## Dataset content
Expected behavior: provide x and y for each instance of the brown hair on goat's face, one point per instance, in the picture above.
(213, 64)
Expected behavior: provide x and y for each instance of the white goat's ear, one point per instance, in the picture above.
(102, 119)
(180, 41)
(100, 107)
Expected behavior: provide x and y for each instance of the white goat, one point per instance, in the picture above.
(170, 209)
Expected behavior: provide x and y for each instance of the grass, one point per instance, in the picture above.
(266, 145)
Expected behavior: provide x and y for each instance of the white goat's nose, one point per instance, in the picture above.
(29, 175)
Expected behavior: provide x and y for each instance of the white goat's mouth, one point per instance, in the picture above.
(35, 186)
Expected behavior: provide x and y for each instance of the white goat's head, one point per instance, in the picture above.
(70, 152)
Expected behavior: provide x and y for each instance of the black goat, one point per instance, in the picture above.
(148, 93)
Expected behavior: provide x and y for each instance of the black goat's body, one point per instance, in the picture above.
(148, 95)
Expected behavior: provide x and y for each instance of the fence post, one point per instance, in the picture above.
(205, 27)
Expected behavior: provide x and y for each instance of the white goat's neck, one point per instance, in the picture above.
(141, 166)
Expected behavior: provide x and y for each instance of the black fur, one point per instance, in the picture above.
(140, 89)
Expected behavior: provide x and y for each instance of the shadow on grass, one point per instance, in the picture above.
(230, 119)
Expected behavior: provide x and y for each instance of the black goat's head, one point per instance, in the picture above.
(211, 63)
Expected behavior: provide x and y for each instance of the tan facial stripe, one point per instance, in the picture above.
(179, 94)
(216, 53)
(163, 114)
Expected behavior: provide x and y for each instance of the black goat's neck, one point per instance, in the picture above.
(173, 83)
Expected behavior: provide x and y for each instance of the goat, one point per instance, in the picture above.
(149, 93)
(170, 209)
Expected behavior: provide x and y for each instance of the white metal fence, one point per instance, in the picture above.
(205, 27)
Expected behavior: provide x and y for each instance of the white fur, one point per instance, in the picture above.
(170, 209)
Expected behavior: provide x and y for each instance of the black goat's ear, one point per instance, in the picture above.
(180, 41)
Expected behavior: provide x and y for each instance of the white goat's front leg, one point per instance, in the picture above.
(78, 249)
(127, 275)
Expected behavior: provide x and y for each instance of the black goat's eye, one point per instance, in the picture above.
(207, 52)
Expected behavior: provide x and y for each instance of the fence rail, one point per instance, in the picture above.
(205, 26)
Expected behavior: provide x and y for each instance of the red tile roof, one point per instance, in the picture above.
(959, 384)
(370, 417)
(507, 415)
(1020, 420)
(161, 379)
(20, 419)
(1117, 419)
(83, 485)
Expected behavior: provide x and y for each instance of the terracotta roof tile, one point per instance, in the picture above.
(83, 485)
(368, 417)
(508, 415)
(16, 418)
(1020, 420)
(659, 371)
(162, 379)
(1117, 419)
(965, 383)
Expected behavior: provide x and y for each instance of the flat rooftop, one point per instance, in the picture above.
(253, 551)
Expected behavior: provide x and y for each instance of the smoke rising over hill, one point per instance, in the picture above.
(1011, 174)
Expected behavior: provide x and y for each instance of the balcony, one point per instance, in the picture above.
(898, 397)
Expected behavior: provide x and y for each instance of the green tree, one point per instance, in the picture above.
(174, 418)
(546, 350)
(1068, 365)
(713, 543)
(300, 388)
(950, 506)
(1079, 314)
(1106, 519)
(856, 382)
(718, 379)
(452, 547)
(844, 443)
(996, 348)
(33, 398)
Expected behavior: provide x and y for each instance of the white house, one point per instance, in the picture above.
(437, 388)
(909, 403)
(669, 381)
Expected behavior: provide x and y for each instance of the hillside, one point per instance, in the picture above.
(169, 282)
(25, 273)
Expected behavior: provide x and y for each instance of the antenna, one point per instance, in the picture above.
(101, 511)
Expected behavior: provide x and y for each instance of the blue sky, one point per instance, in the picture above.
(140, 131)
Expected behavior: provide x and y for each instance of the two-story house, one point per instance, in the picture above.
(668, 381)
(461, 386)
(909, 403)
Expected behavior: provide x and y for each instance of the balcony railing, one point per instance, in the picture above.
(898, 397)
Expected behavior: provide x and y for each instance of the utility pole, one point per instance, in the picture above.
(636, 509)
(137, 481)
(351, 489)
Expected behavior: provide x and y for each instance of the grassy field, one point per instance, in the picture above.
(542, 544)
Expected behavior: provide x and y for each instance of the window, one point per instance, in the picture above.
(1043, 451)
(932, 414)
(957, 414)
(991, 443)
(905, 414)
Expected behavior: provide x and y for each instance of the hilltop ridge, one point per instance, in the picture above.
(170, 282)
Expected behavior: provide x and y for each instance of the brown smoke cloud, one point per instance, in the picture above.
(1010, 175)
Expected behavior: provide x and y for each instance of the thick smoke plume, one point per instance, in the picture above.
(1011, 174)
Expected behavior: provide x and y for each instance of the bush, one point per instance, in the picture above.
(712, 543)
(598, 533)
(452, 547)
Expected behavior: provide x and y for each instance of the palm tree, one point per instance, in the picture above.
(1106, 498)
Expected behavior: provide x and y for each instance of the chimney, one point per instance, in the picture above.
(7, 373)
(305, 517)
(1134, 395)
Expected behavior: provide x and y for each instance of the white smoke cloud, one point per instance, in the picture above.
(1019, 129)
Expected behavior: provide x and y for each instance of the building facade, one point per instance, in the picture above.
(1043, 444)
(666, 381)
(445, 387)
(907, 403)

## Problem details
In the entries above, take the line containing "of the blue" and each later line through the last, and repeat them exactly. Output nothing else.

## Exercise solution
Expected behavior: provide x and y for each instance of the blue sky, one point per instance, in the picture above.
(140, 131)
Expected behavior: provide x and y for each instance of the two-story house, one point per instance, in the picture above.
(668, 381)
(461, 386)
(909, 403)
Expected behavior: provide x and y for each instance of the balcony railing, one point per instance, in the picture above.
(898, 397)
Expected behavior: provide x and y for each instance of the utility pole, one point per instance, in the picture above.
(636, 509)
(137, 481)
(351, 489)
Expected behavior: provide x and y for each instance of the grassy field, one point per instance, in the picture above.
(542, 544)
Expected behavior: provide x and y for each instance of the window, one point per instance, in the picture above.
(1043, 451)
(932, 414)
(957, 414)
(991, 443)
(905, 414)
Expected behavior: provide x and y for each instance of the hilltop ridge, one point per instance, in the picture above.
(170, 282)
Expected behavior: provide x and y for each instance of the brown smoke cloud, one point per instance, in the picture above.
(1010, 175)
Expected behavior: provide x and y for each instance of the thick smoke plume, one point per instance, in the picture above.
(1011, 174)
Expected behavior: provide x and y for each instance of the bush, one point per instance, in the picture above.
(712, 543)
(598, 533)
(452, 547)
Expected behavior: provide x and y for each instance of the palm tree, one point per instance, in the picture above.
(1106, 498)
Expected behavior: provide x and y for each instance of the chimney, one point per instance, in the picture above.
(7, 373)
(305, 517)
(1134, 395)
Expected behavior: provide x and y for each instance of the white smoke cloud, one point per instance, in the picture above.
(1019, 129)
Expected behavior: provide x and y for each instance of the building facade, one point per instance, in the picture above.
(1043, 444)
(666, 381)
(445, 387)
(907, 403)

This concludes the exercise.